[Dataset rows on where objects appear]
------------------------------------

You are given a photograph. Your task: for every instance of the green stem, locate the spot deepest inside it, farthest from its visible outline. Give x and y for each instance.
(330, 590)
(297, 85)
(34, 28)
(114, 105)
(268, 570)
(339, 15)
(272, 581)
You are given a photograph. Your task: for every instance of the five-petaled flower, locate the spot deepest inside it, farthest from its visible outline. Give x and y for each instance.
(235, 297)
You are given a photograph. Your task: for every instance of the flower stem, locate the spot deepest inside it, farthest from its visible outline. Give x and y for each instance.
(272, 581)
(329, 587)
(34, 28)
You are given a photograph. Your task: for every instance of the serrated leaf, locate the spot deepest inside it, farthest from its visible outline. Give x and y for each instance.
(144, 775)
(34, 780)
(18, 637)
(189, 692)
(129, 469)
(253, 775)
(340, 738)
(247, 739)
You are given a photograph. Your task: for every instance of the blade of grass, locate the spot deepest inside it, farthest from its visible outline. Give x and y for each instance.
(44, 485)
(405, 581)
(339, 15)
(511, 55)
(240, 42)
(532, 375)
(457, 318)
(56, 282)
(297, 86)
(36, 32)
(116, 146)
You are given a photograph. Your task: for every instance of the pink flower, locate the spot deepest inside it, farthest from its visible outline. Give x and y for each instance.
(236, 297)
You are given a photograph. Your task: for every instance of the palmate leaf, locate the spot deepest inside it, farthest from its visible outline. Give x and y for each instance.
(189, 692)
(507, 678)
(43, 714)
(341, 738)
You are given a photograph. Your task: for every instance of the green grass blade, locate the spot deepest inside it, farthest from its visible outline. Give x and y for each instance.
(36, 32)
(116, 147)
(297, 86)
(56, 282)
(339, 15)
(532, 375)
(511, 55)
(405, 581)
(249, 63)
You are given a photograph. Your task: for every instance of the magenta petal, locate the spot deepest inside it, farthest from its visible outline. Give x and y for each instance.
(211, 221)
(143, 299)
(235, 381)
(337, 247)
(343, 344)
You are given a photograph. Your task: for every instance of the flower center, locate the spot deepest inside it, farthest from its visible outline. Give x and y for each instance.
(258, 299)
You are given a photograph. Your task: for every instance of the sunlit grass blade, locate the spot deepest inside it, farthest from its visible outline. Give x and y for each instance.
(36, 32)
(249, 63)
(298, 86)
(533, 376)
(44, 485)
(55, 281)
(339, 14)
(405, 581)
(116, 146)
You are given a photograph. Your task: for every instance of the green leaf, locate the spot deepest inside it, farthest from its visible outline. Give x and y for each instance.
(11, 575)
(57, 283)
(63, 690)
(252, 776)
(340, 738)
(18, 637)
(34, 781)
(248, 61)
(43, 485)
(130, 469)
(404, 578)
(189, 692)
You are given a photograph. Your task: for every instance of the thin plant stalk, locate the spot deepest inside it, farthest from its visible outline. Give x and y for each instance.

------------------------------------

**Set task:** Rewrite all the records above, putting "occurrence" wherever "instance" appears and leaving everything else as it is.

**Response to the task:**
You are given a photograph. Your task: for every occurrence of the green stem, locate the spot deepest inside it, farthest from its visible outline. Give x and y for each occurrence.
(330, 590)
(297, 85)
(34, 28)
(114, 105)
(268, 570)
(339, 15)
(272, 581)
You are given a photograph. Your task: for every occurrence of the five-petaled flower, locate the spot deepest inside it, farthest from its visible outline. Give x and y for each occurrence.
(235, 297)
You are given a photograph. Your task: for every occurrence of the flower stem, locate the spot deepest inside it, farthest from its visible outline. Give x and y for each occurrence.
(272, 581)
(329, 587)
(34, 28)
You are given a photograph. Your task: for every occurrence of the serrated leaf, locate the spot deepest inside it, farthest from its visible outline. Give x and y for each occurrence.
(144, 775)
(34, 780)
(18, 637)
(189, 692)
(129, 469)
(253, 775)
(340, 738)
(247, 739)
You are given a photograph. Your task: for every occurrence of the blade of grass, locate the spot deepest inside it, farthest from its visible outline. Give x and y for each occurrence.
(44, 485)
(405, 581)
(339, 15)
(511, 55)
(240, 42)
(532, 375)
(457, 318)
(56, 282)
(297, 86)
(36, 32)
(116, 146)
You are given a photograph. Your task: for every occurrence of the pink flower, locate the spot deepest inside it, farthest from its visible outline. Give x and y for each occurrence.
(236, 297)
You are given a photograph. Your task: for every occurrence of the palmate leaf, locate the spot deepest inside it, farthest from its visible outline. Give x and y for each occurrence.
(189, 692)
(507, 678)
(43, 714)
(341, 738)
You are given a photograph. Your task: for every occurrence of the green grass blade, locate the spot deepest inside it, farthest from its visible outline. Give x and y for each occurrence.
(36, 32)
(116, 147)
(297, 86)
(56, 282)
(339, 15)
(532, 375)
(511, 55)
(405, 581)
(249, 63)
You are given a photograph. Your task: for every occurrence of the magenta petal, locate the spot deepest inside it, farthest from its visible outline. Give x and y for each occurrence.
(211, 221)
(143, 299)
(235, 381)
(337, 247)
(343, 344)
You are given a photograph. Your task: for every occurrence of the flower center, locate the spot deepest inside it, farthest from its visible outline. Give x and y for each occurrence.
(258, 299)
You are given a photograph. Your task: for every occurrence of the sunlit grass blade, locate the spot deepest inside it, farthest from its visible outline. Give x and y for each occurrence.
(36, 32)
(249, 63)
(298, 86)
(533, 376)
(44, 485)
(55, 281)
(339, 14)
(405, 581)
(116, 146)
You are given a photograph. Your task: for every occurrence of the green leaf, locate the spot deepest inside it, farthest from its visible outline. Give x and y for each occurrence.
(11, 575)
(57, 283)
(63, 690)
(252, 776)
(340, 738)
(18, 637)
(34, 781)
(248, 61)
(43, 485)
(130, 469)
(404, 578)
(189, 692)
You are given a photograph. Your task: for every occurrence of the thin plant stalk, locate the spot deepest inside it, farthest from its visible outline. Give x and y for each occurrence.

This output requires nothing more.